The entries below contain a line with "pixel 259 130" and a line with "pixel 320 391". Retype exactly everything from the first down to the second, both included, and nothing else.
════
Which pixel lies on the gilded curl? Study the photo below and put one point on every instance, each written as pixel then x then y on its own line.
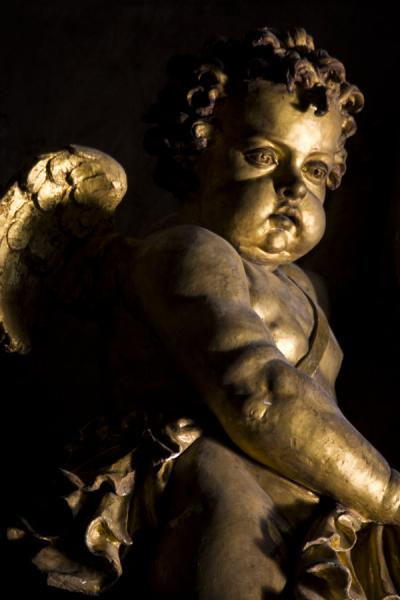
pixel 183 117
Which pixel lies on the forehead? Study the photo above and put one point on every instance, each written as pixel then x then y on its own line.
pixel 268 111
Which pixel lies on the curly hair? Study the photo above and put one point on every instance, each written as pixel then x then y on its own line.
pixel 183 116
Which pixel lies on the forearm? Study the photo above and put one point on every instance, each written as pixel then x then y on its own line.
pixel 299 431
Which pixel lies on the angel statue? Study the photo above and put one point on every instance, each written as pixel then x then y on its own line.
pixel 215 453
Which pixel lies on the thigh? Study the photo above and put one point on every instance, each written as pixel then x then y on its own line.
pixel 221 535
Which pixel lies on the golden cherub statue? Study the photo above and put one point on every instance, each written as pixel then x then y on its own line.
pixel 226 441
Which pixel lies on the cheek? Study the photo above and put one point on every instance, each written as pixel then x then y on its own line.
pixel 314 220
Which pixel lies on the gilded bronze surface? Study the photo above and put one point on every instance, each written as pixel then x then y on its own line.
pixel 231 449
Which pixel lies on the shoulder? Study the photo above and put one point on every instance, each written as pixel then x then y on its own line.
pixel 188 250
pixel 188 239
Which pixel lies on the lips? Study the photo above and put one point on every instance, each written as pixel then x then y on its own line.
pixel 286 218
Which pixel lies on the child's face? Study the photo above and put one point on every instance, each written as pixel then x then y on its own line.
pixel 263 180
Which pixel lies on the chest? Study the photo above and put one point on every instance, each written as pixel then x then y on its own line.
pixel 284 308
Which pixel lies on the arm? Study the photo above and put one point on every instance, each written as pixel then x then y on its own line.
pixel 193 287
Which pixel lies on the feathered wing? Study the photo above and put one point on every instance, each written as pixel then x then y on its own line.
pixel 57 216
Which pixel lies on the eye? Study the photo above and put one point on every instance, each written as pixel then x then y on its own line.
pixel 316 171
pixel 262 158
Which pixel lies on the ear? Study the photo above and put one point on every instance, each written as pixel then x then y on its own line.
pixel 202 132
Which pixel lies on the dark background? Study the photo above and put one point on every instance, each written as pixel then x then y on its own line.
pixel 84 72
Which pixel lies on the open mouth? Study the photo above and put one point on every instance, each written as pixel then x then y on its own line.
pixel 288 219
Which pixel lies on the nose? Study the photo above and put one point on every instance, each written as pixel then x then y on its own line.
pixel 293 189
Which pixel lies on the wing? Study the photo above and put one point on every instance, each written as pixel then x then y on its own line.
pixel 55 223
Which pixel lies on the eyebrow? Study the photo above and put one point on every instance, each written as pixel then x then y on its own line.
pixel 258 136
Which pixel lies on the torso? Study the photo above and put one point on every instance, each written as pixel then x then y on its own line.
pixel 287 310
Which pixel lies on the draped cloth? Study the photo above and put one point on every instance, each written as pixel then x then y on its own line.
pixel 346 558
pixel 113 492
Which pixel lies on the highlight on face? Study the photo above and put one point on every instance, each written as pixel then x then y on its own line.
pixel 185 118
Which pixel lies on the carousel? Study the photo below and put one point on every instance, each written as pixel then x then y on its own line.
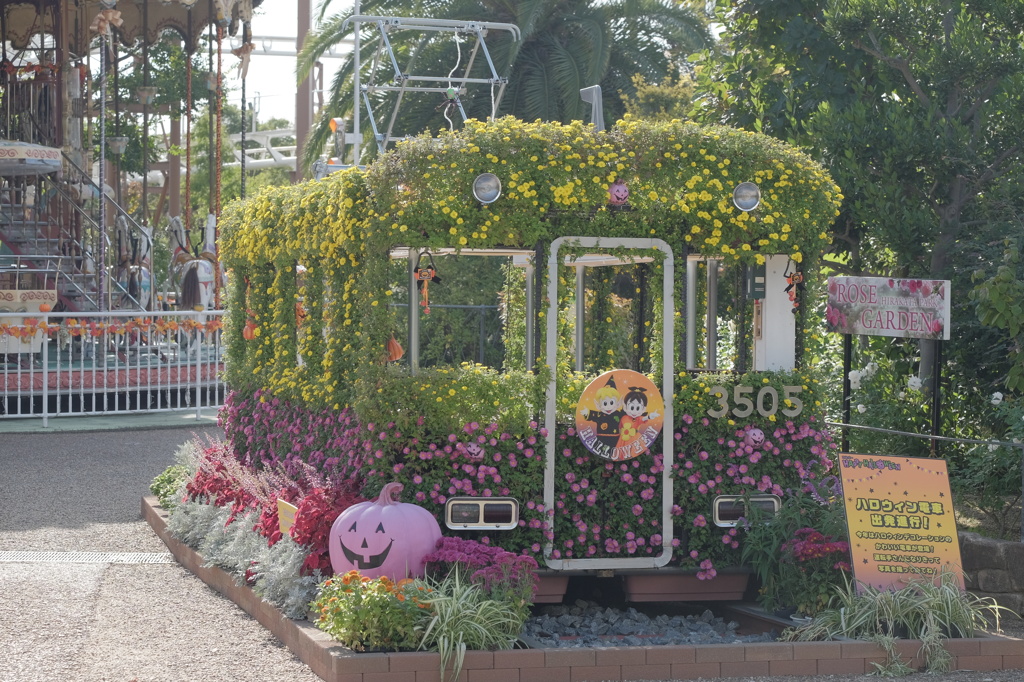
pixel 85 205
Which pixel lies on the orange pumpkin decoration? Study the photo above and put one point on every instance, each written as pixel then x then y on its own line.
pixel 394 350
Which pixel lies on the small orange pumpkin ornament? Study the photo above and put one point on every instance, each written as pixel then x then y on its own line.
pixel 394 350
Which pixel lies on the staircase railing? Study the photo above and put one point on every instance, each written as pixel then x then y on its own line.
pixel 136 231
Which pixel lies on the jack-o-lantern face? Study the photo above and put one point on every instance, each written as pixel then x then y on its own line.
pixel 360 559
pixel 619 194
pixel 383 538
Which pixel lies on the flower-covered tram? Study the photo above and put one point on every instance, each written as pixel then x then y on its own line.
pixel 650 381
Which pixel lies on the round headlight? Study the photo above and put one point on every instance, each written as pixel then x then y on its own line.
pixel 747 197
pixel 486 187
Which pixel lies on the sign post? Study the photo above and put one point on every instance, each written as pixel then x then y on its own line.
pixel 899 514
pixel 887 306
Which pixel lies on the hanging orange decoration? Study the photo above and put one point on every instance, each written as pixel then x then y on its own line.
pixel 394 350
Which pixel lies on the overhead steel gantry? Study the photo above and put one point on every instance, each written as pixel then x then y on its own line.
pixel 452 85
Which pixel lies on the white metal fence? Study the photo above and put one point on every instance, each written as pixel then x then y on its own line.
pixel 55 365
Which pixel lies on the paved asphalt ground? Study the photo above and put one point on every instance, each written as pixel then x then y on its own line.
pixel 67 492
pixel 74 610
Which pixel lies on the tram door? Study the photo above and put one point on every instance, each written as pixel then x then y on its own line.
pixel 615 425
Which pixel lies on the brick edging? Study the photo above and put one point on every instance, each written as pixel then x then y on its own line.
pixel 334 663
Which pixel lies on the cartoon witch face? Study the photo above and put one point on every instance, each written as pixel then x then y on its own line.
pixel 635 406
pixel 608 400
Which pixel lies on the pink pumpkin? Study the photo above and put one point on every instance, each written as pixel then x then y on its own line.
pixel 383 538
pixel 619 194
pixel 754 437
════
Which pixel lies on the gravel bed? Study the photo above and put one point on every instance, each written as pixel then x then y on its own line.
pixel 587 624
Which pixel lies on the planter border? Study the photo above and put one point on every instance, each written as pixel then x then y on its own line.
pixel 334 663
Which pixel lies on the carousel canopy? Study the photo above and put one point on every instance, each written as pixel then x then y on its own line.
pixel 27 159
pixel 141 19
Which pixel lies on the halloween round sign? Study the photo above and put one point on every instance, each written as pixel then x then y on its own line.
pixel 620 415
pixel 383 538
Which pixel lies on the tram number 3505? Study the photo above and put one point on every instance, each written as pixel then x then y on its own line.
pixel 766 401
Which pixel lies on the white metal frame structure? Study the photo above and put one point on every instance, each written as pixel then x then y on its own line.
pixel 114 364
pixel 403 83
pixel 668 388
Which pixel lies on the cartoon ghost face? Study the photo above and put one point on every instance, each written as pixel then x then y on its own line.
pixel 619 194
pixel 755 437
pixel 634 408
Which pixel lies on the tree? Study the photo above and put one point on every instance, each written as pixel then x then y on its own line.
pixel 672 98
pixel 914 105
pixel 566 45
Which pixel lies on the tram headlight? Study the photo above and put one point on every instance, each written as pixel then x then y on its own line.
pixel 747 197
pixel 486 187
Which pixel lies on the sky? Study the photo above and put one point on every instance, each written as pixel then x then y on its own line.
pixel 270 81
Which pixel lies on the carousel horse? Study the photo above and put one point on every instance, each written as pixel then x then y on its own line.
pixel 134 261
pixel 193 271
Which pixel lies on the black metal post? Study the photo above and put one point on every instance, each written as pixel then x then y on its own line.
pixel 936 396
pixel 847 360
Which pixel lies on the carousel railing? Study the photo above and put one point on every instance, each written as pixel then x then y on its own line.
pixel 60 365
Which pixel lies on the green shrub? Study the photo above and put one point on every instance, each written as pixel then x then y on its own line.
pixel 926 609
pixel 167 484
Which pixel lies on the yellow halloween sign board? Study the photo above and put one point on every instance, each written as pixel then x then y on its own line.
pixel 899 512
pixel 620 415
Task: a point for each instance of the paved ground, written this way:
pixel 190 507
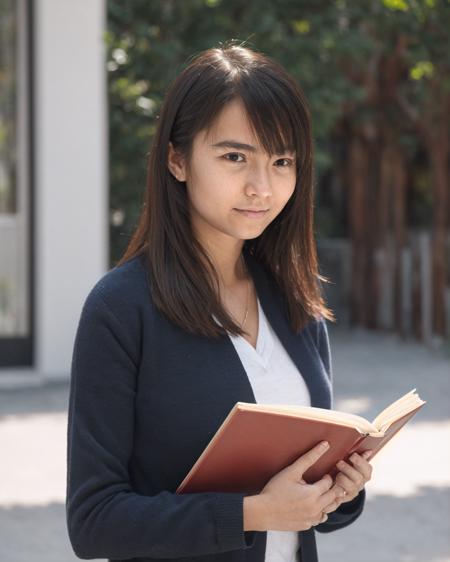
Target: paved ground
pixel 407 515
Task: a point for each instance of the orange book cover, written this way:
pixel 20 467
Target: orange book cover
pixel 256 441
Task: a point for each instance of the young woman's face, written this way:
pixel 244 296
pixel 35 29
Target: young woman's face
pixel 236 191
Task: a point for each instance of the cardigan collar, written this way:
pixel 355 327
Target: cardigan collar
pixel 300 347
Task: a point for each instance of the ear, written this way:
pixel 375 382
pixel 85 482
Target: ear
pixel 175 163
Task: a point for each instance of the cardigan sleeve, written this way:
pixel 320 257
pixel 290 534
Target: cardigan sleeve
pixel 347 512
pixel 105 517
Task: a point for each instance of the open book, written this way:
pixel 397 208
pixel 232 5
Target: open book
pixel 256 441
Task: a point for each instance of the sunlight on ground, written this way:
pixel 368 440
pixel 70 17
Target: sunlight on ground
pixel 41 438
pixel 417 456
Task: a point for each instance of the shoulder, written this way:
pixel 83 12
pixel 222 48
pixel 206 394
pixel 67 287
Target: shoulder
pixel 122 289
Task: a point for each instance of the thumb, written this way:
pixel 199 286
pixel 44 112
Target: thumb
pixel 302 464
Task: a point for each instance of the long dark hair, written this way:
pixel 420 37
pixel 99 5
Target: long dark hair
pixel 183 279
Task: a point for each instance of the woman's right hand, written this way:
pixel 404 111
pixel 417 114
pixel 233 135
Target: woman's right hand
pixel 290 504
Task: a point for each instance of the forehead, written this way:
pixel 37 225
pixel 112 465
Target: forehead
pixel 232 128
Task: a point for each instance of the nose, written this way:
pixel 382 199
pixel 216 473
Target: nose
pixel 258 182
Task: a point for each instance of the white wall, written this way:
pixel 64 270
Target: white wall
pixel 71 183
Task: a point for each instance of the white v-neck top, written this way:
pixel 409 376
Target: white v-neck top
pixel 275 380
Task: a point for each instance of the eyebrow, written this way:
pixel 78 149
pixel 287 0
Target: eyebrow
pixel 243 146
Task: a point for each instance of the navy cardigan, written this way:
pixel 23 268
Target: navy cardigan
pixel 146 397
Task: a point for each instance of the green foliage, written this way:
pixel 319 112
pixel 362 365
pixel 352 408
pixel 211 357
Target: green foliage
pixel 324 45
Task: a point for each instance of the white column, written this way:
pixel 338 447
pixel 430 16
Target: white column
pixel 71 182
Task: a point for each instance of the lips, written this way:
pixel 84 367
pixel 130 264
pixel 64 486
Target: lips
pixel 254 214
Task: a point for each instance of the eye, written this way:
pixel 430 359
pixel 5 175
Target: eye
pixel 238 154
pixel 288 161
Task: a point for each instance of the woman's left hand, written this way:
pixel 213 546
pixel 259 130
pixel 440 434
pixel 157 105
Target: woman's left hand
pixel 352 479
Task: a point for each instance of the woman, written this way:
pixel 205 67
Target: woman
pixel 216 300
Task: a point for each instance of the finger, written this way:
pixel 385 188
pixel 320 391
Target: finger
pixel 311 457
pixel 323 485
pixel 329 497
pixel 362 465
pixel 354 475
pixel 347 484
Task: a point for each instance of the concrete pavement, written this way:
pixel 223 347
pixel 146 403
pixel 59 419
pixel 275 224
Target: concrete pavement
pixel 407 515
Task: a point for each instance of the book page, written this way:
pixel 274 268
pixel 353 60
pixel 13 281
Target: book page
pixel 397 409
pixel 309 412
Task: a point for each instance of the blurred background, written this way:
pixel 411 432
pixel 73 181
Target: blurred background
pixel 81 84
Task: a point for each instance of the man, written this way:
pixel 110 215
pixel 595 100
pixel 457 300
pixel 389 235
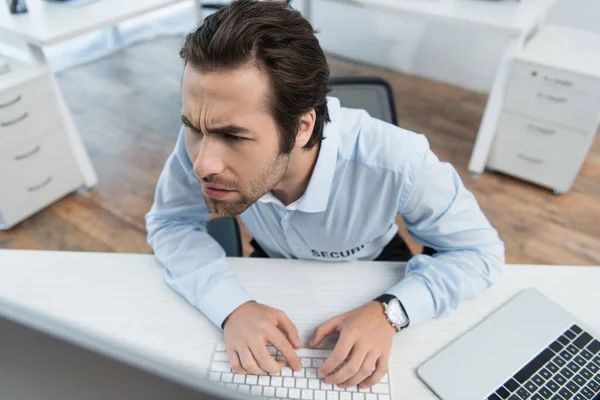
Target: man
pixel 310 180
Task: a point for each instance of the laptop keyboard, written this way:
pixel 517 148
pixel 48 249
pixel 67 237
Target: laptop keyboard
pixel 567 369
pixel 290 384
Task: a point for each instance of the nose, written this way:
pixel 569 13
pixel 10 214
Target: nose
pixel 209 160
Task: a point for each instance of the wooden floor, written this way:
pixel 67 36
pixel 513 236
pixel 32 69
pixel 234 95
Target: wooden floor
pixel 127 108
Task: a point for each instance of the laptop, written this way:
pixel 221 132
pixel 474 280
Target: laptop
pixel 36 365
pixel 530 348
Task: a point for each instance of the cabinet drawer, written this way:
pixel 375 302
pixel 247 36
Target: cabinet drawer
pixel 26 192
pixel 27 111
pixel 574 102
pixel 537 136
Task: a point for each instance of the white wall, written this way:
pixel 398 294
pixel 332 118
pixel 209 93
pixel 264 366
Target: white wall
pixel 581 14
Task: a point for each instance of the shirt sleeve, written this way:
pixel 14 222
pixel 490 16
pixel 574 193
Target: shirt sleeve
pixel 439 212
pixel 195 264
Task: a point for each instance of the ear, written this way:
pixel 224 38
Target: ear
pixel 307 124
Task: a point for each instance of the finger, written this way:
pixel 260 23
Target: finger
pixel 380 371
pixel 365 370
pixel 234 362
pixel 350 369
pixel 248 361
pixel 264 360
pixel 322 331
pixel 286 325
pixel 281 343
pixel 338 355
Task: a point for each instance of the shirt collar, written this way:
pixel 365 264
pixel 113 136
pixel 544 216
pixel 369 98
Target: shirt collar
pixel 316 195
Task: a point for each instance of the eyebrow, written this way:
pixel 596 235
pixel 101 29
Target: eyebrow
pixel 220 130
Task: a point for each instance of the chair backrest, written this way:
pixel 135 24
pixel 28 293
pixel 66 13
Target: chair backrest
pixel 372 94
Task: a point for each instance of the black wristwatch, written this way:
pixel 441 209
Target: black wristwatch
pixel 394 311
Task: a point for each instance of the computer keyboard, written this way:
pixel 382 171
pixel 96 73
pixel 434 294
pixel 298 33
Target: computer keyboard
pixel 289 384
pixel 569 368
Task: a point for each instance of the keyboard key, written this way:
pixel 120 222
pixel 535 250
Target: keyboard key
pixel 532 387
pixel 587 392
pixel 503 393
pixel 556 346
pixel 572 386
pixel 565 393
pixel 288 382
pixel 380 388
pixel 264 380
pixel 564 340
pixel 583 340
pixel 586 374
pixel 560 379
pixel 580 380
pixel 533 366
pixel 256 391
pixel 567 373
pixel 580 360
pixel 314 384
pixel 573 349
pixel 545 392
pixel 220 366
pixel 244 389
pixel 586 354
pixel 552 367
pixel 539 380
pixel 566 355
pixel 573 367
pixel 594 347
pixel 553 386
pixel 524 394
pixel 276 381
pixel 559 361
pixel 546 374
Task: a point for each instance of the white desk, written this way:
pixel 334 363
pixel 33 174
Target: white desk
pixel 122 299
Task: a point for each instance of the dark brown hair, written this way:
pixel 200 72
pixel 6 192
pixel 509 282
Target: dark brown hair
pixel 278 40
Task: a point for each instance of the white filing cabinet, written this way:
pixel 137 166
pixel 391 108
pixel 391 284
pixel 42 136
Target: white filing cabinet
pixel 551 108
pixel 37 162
════
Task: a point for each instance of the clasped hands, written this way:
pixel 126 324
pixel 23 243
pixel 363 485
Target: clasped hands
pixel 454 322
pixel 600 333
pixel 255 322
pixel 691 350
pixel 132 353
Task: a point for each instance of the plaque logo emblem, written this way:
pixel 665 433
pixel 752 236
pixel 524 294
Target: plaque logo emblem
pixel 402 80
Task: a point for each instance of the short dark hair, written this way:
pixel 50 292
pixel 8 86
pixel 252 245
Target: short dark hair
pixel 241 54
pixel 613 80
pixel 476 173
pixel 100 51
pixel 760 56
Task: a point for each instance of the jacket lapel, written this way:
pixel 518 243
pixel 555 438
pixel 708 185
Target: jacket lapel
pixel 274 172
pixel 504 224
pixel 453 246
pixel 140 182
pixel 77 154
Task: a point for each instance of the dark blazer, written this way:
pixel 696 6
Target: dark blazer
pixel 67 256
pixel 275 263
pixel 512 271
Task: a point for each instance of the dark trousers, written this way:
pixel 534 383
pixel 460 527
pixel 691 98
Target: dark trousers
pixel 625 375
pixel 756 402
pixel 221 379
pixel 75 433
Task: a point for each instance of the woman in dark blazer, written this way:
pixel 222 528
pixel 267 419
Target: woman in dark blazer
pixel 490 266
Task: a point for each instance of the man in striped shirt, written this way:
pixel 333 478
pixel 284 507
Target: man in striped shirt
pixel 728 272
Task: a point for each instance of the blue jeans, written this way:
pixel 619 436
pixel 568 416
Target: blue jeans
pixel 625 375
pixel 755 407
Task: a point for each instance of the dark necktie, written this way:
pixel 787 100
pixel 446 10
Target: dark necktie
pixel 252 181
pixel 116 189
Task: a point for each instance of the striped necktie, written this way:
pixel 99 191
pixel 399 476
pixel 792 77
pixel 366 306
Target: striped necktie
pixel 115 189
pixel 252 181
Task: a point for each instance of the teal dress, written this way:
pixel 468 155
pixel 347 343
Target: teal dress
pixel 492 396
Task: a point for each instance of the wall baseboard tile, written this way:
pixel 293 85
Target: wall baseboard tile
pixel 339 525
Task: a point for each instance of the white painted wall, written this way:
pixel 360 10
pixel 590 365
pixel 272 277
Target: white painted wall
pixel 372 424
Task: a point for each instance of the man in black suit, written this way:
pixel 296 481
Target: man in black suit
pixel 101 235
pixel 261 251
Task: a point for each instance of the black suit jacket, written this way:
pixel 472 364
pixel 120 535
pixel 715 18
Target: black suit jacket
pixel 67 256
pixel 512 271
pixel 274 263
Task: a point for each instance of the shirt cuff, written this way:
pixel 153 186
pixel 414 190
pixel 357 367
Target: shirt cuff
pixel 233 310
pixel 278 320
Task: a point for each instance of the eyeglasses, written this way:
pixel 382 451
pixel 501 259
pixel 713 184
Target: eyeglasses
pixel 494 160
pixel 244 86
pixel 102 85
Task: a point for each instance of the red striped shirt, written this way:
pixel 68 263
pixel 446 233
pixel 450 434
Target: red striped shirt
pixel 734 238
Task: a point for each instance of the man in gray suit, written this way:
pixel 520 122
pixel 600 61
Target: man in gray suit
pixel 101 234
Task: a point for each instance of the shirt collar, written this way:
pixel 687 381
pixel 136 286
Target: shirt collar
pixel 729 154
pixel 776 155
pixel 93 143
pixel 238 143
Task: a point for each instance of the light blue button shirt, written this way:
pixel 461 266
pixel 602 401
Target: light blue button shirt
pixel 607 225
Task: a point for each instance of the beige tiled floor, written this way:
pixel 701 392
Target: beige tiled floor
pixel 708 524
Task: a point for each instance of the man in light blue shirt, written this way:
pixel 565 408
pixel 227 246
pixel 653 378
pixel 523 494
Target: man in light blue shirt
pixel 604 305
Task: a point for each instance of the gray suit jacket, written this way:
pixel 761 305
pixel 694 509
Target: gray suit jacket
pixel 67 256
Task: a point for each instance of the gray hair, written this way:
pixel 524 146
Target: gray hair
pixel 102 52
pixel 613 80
════
**ANSWER BELOW**:
pixel 259 130
pixel 440 434
pixel 157 105
Target: woman's left hand
pixel 352 479
Task: a point for each instance of the woman, written this way:
pixel 205 67
Target: woman
pixel 216 300
Task: a point for each instance of the finger, written this way:
pixel 385 188
pixel 320 391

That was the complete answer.